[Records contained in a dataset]
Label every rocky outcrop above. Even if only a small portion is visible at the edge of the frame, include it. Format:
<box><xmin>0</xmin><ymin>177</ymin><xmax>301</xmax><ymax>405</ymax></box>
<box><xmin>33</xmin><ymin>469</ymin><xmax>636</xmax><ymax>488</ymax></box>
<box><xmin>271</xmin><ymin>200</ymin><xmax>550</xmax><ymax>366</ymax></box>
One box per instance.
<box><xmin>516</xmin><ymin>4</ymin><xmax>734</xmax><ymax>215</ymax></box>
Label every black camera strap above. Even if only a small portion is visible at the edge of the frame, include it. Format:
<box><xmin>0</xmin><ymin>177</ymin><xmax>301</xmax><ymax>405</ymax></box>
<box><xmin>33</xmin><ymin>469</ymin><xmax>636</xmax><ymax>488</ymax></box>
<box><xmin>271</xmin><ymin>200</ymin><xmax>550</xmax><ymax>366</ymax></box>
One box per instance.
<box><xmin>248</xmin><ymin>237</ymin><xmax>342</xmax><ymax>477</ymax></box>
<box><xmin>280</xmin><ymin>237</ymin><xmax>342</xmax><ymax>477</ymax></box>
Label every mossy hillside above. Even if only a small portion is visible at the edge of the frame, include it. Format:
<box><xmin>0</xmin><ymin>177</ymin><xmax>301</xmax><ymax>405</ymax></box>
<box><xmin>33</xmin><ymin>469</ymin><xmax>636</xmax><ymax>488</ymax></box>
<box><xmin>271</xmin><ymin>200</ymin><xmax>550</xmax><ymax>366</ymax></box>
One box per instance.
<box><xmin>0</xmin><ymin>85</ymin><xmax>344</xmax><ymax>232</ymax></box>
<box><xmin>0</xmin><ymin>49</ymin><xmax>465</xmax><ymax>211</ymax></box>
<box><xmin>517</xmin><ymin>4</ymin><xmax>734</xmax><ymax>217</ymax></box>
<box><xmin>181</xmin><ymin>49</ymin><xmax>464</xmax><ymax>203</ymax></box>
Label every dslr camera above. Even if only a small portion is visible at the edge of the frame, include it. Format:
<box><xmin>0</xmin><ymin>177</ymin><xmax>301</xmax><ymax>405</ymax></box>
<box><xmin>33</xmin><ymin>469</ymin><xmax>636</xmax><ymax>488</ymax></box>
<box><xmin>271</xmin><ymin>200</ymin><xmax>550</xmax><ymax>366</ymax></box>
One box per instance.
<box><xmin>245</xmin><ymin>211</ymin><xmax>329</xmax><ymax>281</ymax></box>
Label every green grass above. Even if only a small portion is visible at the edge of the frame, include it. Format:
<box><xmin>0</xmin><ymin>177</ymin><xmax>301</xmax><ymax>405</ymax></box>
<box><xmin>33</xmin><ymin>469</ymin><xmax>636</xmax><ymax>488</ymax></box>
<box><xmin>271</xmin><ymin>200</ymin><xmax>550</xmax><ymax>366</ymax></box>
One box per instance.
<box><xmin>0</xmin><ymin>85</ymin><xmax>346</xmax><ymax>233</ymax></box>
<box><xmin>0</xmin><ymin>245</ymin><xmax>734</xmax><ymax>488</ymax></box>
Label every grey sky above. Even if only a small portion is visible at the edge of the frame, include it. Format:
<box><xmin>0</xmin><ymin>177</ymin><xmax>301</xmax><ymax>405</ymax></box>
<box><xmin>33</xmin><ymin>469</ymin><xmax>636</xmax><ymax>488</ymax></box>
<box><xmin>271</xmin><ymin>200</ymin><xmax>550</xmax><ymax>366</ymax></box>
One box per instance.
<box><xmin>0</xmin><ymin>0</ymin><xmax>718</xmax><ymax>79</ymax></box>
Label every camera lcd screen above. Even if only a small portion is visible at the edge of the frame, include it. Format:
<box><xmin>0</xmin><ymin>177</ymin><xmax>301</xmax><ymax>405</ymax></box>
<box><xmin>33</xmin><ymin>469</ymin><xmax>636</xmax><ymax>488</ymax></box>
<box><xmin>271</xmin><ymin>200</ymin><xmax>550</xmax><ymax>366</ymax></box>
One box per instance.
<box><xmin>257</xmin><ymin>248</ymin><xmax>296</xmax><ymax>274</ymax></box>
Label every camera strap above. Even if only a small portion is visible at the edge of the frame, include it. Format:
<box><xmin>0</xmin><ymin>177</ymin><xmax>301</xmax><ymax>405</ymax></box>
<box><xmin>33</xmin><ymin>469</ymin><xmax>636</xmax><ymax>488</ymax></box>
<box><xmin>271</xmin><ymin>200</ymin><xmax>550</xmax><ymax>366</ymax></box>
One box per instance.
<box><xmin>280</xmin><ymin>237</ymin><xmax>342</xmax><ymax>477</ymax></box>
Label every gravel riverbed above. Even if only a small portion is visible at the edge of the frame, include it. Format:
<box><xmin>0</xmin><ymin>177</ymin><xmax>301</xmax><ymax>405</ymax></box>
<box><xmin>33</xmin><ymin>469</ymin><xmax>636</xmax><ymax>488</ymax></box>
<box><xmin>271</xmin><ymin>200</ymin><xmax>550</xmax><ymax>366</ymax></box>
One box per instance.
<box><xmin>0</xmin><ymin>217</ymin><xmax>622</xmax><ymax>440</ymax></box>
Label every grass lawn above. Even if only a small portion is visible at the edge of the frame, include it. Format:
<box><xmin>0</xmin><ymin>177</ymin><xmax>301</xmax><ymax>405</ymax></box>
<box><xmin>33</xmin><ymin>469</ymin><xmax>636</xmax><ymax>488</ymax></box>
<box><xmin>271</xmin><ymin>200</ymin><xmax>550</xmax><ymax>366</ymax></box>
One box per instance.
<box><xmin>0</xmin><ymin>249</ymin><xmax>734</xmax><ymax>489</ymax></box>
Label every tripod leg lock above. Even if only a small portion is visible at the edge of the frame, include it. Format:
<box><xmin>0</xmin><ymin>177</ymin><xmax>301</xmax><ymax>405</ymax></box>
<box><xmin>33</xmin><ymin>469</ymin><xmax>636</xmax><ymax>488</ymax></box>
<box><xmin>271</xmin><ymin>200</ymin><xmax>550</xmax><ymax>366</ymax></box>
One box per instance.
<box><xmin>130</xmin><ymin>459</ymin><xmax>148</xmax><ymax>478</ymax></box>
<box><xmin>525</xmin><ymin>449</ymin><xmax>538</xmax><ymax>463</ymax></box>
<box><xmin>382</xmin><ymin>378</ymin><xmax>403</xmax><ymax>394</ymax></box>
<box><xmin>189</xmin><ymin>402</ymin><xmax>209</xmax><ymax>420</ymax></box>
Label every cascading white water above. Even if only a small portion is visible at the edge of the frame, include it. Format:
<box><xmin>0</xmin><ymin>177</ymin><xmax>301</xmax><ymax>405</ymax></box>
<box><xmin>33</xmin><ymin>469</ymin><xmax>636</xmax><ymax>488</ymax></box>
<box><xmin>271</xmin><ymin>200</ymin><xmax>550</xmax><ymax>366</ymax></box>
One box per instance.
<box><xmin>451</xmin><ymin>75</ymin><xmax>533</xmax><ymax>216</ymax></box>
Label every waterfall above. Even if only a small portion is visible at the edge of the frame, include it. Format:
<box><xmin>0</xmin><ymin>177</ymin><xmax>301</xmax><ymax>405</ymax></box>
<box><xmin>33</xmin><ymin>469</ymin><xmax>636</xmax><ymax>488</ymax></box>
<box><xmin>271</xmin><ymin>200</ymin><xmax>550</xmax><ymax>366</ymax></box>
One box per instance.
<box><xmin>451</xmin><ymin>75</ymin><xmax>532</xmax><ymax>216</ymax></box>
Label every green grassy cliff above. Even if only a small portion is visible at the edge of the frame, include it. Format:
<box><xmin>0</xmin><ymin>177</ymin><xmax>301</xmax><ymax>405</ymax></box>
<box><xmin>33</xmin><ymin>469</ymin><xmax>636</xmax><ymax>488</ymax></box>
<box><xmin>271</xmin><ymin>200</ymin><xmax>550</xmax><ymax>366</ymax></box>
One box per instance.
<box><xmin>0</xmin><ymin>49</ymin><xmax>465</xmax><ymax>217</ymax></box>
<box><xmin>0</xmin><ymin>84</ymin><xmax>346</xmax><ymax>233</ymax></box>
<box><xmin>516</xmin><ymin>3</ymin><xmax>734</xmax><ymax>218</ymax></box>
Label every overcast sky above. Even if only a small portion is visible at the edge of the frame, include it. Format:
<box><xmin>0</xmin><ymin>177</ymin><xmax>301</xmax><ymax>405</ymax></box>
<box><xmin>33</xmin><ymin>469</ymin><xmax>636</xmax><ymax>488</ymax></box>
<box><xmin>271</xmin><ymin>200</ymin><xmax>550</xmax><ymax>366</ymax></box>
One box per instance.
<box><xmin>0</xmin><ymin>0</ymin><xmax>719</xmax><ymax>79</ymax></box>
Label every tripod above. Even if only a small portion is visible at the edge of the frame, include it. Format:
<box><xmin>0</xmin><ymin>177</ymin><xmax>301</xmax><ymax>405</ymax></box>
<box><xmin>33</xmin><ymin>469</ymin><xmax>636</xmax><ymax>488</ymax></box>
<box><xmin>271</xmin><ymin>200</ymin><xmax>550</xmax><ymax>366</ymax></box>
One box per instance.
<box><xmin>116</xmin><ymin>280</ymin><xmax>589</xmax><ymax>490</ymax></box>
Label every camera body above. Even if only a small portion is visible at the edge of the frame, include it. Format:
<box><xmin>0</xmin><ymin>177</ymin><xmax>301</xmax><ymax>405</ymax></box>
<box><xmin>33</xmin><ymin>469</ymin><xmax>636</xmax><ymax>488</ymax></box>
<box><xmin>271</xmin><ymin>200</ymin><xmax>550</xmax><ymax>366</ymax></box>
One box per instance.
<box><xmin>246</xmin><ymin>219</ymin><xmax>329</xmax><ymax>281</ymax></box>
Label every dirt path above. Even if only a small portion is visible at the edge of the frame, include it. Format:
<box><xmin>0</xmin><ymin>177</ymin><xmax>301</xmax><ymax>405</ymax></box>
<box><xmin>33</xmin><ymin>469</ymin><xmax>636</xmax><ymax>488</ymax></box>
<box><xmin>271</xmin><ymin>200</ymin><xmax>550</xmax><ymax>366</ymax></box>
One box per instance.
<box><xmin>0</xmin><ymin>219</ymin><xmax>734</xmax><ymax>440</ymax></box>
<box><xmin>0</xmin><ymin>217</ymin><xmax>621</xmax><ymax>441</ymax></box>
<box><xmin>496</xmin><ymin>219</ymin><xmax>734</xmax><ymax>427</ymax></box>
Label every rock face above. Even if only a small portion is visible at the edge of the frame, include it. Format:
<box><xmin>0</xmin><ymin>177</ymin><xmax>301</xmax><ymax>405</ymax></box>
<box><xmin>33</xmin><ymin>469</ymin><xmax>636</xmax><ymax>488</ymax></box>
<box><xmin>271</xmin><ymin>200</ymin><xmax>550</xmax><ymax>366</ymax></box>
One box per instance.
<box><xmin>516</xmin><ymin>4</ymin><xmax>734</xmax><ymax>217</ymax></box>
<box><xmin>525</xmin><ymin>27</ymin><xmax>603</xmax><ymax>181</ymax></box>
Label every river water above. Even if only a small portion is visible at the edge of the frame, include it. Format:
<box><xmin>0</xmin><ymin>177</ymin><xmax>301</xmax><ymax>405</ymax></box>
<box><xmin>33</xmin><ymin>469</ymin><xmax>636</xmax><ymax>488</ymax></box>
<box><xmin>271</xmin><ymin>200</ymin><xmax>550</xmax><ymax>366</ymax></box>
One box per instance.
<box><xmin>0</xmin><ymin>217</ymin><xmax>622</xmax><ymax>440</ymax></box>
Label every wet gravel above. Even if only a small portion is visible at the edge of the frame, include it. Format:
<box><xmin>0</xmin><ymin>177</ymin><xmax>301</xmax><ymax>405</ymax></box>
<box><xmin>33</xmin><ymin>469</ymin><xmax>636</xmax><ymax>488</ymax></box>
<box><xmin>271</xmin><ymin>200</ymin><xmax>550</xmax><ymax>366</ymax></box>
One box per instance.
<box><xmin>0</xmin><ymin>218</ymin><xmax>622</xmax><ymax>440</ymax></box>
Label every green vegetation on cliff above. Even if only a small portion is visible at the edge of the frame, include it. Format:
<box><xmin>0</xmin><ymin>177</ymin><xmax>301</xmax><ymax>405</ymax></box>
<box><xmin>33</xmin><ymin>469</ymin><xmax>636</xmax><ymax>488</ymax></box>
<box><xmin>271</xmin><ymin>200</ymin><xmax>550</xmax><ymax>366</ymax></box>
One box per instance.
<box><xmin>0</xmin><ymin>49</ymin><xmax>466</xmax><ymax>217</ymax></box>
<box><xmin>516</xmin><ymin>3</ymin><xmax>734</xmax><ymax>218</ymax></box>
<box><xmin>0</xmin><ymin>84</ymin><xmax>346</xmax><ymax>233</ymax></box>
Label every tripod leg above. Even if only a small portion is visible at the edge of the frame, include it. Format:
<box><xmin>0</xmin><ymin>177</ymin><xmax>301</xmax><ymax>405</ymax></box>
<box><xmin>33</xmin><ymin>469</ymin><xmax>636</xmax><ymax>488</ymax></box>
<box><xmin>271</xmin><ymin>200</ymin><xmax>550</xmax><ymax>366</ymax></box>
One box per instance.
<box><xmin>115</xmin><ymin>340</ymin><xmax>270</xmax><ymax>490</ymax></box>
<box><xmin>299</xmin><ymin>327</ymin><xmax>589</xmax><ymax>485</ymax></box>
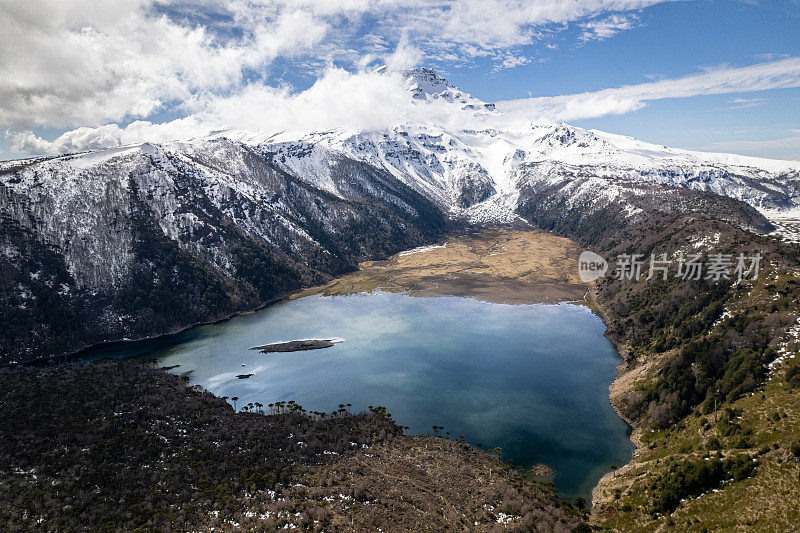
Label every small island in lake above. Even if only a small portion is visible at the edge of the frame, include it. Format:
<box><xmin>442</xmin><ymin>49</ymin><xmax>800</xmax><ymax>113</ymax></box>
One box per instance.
<box><xmin>250</xmin><ymin>339</ymin><xmax>344</xmax><ymax>353</ymax></box>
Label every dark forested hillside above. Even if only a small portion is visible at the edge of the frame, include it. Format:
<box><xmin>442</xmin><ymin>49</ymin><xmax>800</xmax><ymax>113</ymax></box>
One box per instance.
<box><xmin>0</xmin><ymin>141</ymin><xmax>447</xmax><ymax>362</ymax></box>
<box><xmin>0</xmin><ymin>361</ymin><xmax>580</xmax><ymax>532</ymax></box>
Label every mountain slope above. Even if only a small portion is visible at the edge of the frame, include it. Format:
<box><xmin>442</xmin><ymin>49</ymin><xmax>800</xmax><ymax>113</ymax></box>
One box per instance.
<box><xmin>0</xmin><ymin>69</ymin><xmax>800</xmax><ymax>360</ymax></box>
<box><xmin>0</xmin><ymin>140</ymin><xmax>445</xmax><ymax>360</ymax></box>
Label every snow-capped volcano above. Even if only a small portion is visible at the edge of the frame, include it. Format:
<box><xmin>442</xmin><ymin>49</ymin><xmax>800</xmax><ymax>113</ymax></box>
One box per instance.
<box><xmin>0</xmin><ymin>65</ymin><xmax>800</xmax><ymax>359</ymax></box>
<box><xmin>211</xmin><ymin>68</ymin><xmax>800</xmax><ymax>221</ymax></box>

:: What is required ::
Rewrite the items from the line with "Label every mountain" through the last line of the items as a numbered list, omitting any blank lines.

:: The output ::
1. Label every mountain slope above. Even if only a small portion is visible at the edge of the frame, include it. Format:
2. <box><xmin>442</xmin><ymin>49</ymin><xmax>800</xmax><ymax>113</ymax></box>
3. One box per instance.
4. <box><xmin>0</xmin><ymin>69</ymin><xmax>800</xmax><ymax>360</ymax></box>
5. <box><xmin>0</xmin><ymin>140</ymin><xmax>445</xmax><ymax>360</ymax></box>
6. Label every snow-capped volcano above. Even if only a small portion is visible at the edge of the frame, include it. Format:
7. <box><xmin>442</xmin><ymin>49</ymin><xmax>800</xmax><ymax>113</ymax></box>
8. One box per instance.
9. <box><xmin>0</xmin><ymin>65</ymin><xmax>800</xmax><ymax>359</ymax></box>
10. <box><xmin>211</xmin><ymin>68</ymin><xmax>800</xmax><ymax>221</ymax></box>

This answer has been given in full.